_Problem to solve_
Please pull out every line in the records below that contains the word "dough", copying each one in full.

Excerpts from a pointing dataset
..........

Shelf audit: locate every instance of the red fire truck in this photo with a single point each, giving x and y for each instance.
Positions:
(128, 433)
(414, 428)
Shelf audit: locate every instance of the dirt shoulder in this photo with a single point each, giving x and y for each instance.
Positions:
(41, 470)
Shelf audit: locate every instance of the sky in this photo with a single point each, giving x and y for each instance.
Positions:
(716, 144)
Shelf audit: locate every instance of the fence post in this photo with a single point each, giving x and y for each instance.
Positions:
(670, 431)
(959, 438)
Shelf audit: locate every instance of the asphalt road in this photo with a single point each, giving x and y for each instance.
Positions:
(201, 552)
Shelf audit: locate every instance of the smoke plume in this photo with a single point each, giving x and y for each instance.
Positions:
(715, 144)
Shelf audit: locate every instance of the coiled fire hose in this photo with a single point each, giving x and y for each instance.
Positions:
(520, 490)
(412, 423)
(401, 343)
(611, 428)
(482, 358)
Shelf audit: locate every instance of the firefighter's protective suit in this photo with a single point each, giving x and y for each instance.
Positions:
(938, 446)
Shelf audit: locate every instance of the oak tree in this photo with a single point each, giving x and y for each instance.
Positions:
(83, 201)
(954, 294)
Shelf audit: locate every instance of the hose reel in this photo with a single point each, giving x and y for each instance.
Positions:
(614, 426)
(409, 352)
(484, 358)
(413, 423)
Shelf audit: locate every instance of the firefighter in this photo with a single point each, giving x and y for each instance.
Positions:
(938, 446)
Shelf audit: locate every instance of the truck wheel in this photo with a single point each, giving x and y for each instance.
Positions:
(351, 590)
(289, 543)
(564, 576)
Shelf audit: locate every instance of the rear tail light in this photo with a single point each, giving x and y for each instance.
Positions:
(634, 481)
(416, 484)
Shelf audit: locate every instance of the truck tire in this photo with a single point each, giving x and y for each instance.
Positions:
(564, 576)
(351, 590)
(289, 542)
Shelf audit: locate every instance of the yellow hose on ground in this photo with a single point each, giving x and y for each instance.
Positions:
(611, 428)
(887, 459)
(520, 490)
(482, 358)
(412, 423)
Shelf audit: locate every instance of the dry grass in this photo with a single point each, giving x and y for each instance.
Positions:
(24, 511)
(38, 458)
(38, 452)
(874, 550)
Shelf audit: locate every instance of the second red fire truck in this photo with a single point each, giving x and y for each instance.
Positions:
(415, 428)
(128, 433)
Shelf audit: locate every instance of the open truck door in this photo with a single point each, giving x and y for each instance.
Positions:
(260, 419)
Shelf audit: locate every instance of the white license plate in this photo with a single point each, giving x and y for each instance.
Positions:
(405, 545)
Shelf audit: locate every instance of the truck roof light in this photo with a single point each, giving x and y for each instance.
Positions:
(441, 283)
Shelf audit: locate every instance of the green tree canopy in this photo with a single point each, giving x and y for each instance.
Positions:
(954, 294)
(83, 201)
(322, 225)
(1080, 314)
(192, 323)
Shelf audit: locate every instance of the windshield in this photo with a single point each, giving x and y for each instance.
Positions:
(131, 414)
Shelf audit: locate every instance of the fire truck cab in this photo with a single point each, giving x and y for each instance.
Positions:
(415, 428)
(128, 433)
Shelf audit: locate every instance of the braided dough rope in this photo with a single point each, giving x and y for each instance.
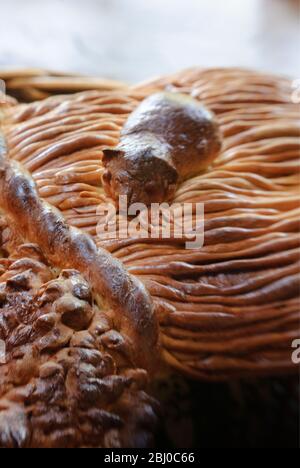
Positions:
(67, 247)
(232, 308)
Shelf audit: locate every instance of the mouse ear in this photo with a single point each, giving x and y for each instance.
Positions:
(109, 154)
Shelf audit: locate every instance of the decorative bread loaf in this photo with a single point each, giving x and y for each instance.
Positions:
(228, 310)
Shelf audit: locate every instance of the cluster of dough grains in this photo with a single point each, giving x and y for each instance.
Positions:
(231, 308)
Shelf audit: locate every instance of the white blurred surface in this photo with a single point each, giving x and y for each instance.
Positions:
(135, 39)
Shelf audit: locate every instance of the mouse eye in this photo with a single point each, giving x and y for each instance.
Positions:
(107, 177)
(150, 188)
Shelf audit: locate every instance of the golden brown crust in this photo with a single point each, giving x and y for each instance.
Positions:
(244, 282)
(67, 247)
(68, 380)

..........

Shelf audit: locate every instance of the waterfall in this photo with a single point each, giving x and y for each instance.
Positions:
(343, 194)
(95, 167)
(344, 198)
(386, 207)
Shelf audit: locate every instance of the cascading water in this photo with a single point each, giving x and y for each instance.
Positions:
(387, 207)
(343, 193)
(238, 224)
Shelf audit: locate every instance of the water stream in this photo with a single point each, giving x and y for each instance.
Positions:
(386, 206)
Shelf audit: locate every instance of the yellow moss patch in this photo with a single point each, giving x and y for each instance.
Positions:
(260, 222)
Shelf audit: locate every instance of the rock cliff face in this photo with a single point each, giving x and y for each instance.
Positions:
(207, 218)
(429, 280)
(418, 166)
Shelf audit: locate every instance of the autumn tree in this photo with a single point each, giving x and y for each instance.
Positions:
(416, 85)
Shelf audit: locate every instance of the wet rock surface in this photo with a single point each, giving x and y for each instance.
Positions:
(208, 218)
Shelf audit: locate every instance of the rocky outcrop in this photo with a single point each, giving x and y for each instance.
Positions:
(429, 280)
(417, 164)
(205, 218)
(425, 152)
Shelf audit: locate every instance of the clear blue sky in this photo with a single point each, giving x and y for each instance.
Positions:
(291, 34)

..........

_Result_
Shelf audit: locate every instance of the braided dough rope in this photo with a single point each, giving x and y for each instance.
Shelf audit: locate every instance of the cluster of dough grains in this photo with a single point each, giving x and y for each instance.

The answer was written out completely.